# Synthesizer Gesucht



## thelighter2 (22. Dezember 2009)

Hallo ihr lieben,
ich suche jegliche art von SoftwareSynthesizer die sich besonders gut in Electro/Minimal Housemusik verwenden lassen.Sie sollten mit Logic Pro 9 verwendbar sein.

PS:Wenn einer von euch noch Namen von ein Paar gute Compressoren kennt,könnte er sie auch hier Posten.

LG Alex


----------



## sight011 (24. Dezember 2009)

Von Waves gibt es ganz gute Kompressoren - kosten aber auch ordentlich Asche!


----------



## lothar_matthäus (16. Februar 2010)

Synths kann man zb mit SynthEdit selber bauen oder mal bei Google eingeben.
"KVR" beschägtigt sich viel damit. Dort gibt/gab es Wettbewerbe in welchen selbstprogrammierte Synths gegeneinander antreten.
Diese sind in aller Regel kostenlos downloadbar.

Die meisten DAW´s haben implementierte Kompressoren.
Damit kann man schon viel anstellen, das Prinzip is eh fast immer gleich.

viel spass


----------



## monia (16. Februar 2010)

falls logic die rewire funktion hat, kann ich dir nur reason von propellerheads empfehlen, ist genau das richtige für die richtung.


----------

■ Aufgabe A
Fasse den Absatz im Forumsthread, der mit „Synths kann man zb“ beginnt, als knappe Stichpunktliste zusammen und behalte dabei seine wesentlichen Angaben bei.
■ Aufgabe B
Gib aus den Datensätzen die Zeilen zwischen der Zeile mit „Locate every hillside for the planner module.“ und der Zeile mit „[201,115,253,150]“, beide eingeschlossen, unverändert aus.
Der Forumsthread und die Datensätze haben nichts miteinander zu tun.

■ Bereitgestellte Datensätze

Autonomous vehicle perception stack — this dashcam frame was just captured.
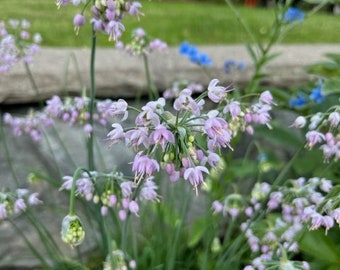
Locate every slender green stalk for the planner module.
[69,167,87,216]
[0,111,19,186]
[143,53,159,100]
[64,53,85,95]
[24,62,44,108]
[165,185,191,270]
[87,29,97,171]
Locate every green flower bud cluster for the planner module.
[61,215,85,247]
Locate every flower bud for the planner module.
[61,215,85,247]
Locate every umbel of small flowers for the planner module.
[212,177,340,270]
[0,188,42,221]
[60,171,159,221]
[116,27,168,55]
[0,19,42,73]
[56,0,142,41]
[107,79,273,194]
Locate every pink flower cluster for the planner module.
[0,19,42,73]
[60,172,159,221]
[116,28,168,55]
[3,96,128,141]
[107,79,273,191]
[212,177,340,270]
[0,188,42,221]
[292,106,340,162]
[56,0,142,41]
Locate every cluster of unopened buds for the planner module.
[56,0,142,41]
[212,177,340,270]
[0,189,42,220]
[0,19,42,73]
[60,172,159,221]
[107,79,273,194]
[292,106,340,162]
[3,96,128,138]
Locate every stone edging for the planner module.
[0,45,340,104]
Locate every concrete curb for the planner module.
[0,45,340,104]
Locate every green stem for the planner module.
[143,53,159,100]
[69,167,91,216]
[87,29,97,171]
[64,53,85,95]
[0,111,19,186]
[24,62,43,108]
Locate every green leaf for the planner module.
[188,217,209,247]
[299,230,340,263]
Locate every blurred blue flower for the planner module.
[309,82,325,104]
[289,94,307,108]
[283,7,305,23]
[179,41,212,66]
[223,59,246,73]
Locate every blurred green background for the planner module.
[0,0,340,47]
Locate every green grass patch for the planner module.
[0,0,340,47]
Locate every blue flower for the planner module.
[223,59,246,73]
[179,41,212,66]
[289,94,307,108]
[198,53,212,66]
[179,41,191,55]
[309,82,325,104]
[283,7,305,23]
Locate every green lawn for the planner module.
[0,0,340,47]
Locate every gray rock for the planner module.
[0,45,339,104]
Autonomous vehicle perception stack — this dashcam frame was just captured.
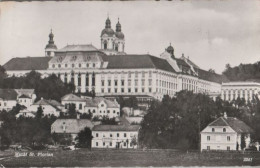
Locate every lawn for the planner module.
[0,149,260,167]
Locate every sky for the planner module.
[0,0,260,73]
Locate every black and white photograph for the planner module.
[0,0,260,168]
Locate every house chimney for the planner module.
[224,112,227,119]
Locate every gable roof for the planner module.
[33,98,63,110]
[85,97,119,108]
[18,94,30,99]
[52,119,94,133]
[104,54,175,72]
[208,117,253,133]
[92,125,140,131]
[4,57,52,71]
[61,93,85,101]
[56,44,98,52]
[198,69,228,83]
[0,89,18,100]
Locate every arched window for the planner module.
[104,41,107,50]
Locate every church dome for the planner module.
[115,32,125,39]
[101,17,115,36]
[101,28,115,36]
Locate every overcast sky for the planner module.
[0,0,260,73]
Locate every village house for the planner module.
[27,98,65,117]
[51,119,100,142]
[0,89,36,111]
[61,94,120,118]
[91,125,140,149]
[201,114,253,151]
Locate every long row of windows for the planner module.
[52,63,97,68]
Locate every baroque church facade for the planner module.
[4,18,225,101]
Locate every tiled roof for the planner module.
[85,97,119,108]
[0,89,18,100]
[198,69,228,83]
[106,54,175,72]
[15,89,34,96]
[19,94,30,99]
[92,125,140,131]
[52,119,94,133]
[57,44,98,52]
[33,99,63,110]
[209,117,253,133]
[4,57,51,71]
[61,93,85,101]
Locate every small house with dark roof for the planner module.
[27,98,65,117]
[200,114,253,150]
[51,119,100,141]
[91,125,140,149]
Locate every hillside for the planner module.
[222,62,260,82]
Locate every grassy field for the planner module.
[0,149,260,167]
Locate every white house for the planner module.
[221,81,260,101]
[51,119,99,141]
[15,109,36,118]
[91,125,140,149]
[61,94,120,118]
[27,98,65,117]
[201,115,253,150]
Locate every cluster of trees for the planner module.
[0,104,56,147]
[0,66,75,101]
[139,91,260,149]
[223,62,260,81]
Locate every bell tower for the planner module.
[45,29,57,57]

■ Lösung A
- Synths lassen sich z. B. mit SynthEdit selbst bauen oder über Google finden.
- „KVR“ beschäftigt sich viel mit dem Thema; dort gibt oder gab es Wettbewerbe, in denen selbstprogrammierte Synths gegeneinander antreten.
- Diese Synths kann man in der Regel kostenlos herunterladen.

■ Lösung B
Locate every hillside for the planner module.
[222,62,260,82]
Locate every grassy field for the planner module.
[0,149,260,167]
Locate every white house for the planner module.
[221,81,260,101]
[51,119,99,141]
[15,109,36,118]
[91,125,140,149]
[61,94,120,118]
[27,98,65,117]
[201,115,253,150]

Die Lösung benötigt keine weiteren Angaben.